**Data for processing:**
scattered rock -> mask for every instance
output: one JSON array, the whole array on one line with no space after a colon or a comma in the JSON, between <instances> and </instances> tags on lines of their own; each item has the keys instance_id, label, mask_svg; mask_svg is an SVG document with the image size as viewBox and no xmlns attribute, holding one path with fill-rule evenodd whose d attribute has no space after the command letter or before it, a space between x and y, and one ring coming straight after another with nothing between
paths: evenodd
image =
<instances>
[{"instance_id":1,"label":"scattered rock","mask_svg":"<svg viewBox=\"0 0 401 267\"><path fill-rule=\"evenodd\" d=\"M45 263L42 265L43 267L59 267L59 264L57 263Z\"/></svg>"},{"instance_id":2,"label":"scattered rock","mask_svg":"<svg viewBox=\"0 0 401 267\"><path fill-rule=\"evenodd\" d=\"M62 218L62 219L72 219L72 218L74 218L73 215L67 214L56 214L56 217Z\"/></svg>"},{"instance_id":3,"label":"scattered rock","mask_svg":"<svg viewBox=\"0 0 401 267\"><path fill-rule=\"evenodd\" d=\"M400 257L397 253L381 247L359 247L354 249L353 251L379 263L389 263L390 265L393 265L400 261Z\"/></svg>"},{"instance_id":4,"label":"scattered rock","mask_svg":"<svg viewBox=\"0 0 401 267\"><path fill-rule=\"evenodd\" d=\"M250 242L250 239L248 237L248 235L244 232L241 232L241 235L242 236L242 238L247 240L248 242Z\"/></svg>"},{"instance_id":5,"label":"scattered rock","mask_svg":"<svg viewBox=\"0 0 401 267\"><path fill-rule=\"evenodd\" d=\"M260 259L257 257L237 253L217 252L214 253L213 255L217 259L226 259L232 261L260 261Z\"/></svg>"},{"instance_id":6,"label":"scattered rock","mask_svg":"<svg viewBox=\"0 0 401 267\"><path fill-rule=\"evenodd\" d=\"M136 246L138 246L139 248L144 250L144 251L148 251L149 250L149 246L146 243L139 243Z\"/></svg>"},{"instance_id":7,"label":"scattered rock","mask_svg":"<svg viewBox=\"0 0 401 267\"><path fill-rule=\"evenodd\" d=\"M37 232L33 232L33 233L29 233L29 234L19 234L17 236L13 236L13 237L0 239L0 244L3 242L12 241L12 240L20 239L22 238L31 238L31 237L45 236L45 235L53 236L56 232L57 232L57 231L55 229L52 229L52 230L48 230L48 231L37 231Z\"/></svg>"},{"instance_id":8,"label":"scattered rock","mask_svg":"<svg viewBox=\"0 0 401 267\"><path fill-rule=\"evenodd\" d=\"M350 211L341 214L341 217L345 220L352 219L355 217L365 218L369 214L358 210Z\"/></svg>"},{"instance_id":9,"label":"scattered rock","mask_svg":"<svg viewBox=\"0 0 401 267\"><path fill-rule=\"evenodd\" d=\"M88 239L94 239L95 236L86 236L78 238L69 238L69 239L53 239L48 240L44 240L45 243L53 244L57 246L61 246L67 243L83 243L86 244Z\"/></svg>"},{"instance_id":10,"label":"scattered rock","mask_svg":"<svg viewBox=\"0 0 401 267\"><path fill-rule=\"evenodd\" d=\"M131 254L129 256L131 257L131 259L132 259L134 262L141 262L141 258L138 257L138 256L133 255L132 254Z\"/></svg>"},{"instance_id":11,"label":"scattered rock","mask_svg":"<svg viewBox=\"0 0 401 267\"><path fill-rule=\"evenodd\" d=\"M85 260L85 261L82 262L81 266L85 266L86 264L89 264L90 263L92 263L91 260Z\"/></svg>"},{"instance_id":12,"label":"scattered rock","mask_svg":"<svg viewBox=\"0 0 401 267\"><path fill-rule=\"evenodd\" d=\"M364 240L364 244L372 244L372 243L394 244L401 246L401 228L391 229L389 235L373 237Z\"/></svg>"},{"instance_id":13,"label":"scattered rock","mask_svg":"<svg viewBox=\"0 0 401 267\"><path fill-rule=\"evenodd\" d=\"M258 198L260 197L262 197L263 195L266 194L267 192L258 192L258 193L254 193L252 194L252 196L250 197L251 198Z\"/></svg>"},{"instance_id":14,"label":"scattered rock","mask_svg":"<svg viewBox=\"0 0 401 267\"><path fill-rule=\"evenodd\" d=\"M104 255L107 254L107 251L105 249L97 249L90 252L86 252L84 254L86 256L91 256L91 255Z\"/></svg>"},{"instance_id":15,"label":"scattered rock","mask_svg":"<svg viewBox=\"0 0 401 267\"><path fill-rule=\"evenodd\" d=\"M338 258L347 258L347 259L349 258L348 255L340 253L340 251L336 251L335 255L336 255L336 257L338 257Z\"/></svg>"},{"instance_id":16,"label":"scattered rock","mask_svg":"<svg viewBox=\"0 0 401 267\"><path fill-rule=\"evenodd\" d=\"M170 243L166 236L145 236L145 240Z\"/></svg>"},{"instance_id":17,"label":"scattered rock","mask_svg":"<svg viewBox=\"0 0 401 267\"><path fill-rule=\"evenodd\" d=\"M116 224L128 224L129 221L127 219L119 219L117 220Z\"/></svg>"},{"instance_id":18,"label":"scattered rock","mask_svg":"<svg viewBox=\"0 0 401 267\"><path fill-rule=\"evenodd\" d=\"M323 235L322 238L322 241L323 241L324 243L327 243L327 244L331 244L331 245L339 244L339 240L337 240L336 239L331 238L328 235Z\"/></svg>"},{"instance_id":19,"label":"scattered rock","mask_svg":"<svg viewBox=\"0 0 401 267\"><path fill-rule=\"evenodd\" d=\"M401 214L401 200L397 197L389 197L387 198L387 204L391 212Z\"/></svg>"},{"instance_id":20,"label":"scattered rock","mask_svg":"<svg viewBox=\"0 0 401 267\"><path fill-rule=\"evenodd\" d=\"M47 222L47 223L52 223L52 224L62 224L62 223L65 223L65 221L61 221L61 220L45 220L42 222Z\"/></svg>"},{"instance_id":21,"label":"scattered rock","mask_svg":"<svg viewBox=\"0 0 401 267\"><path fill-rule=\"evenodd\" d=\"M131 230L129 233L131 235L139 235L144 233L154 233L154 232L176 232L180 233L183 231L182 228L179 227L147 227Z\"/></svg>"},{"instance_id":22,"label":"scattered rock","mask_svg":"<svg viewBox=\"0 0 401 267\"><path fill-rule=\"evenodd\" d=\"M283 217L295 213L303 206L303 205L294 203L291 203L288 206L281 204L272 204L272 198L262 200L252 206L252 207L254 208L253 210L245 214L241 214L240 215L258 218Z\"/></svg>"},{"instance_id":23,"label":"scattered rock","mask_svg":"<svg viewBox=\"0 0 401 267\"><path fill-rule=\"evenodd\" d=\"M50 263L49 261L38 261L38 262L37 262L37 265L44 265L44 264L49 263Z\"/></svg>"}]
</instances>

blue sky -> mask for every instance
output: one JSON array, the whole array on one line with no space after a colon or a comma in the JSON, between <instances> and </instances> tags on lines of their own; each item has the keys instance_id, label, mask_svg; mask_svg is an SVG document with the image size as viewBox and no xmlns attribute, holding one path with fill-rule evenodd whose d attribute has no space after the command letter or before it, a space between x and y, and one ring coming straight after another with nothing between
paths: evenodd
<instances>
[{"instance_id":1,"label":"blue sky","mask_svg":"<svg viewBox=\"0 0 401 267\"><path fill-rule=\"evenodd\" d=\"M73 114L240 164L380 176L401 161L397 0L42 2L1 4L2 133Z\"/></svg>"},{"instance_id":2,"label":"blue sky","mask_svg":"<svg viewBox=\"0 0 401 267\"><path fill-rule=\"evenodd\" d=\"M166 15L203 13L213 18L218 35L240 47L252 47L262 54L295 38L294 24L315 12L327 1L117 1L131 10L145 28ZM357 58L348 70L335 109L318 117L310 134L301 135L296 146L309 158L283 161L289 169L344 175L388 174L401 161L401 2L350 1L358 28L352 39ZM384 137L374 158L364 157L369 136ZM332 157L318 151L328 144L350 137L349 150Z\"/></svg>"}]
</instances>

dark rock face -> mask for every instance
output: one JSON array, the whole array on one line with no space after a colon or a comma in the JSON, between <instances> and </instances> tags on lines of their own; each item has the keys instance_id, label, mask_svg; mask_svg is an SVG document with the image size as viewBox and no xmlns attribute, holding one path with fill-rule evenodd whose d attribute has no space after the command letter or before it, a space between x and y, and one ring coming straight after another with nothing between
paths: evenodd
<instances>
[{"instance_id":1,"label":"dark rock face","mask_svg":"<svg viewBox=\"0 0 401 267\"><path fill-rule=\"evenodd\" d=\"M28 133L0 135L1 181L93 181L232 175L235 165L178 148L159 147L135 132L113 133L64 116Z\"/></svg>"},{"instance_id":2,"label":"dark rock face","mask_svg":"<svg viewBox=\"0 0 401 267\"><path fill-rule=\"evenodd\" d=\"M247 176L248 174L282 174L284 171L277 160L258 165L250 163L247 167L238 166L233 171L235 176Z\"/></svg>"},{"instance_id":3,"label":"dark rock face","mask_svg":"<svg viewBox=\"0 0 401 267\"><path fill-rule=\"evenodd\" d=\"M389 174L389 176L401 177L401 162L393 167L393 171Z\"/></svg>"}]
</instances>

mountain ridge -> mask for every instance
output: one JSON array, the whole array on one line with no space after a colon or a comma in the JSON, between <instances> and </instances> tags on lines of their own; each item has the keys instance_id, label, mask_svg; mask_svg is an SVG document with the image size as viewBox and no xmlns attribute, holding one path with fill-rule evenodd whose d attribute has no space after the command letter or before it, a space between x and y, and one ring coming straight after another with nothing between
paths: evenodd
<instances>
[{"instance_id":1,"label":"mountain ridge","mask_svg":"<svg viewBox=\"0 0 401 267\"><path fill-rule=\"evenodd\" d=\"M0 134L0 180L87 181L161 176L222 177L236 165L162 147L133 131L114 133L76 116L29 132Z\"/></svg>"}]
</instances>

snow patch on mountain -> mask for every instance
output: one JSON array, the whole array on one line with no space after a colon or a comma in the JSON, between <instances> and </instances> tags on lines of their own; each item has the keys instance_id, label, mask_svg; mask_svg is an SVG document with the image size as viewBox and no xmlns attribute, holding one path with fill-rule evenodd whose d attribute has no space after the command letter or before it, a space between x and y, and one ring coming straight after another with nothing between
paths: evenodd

**Exercise requirements:** Reproduce only the lines from the line containing "snow patch on" to the last line of the material above, both of those lines included.

**Result of the exercise:**
snow patch on mountain -> mask for every instance
output: one JSON array, the whole array on one line with no space after a colon or a comma in the JSON, between <instances> and </instances> tags on lines of their own; each item has the keys instance_id, label, mask_svg; mask_svg is an SVG document with the image size as viewBox and no xmlns attribute, holding one path with fill-rule evenodd whose d attribute has no space after the command letter or before it, a space between x and y, and one ring coming straight after another with nothing between
paths: evenodd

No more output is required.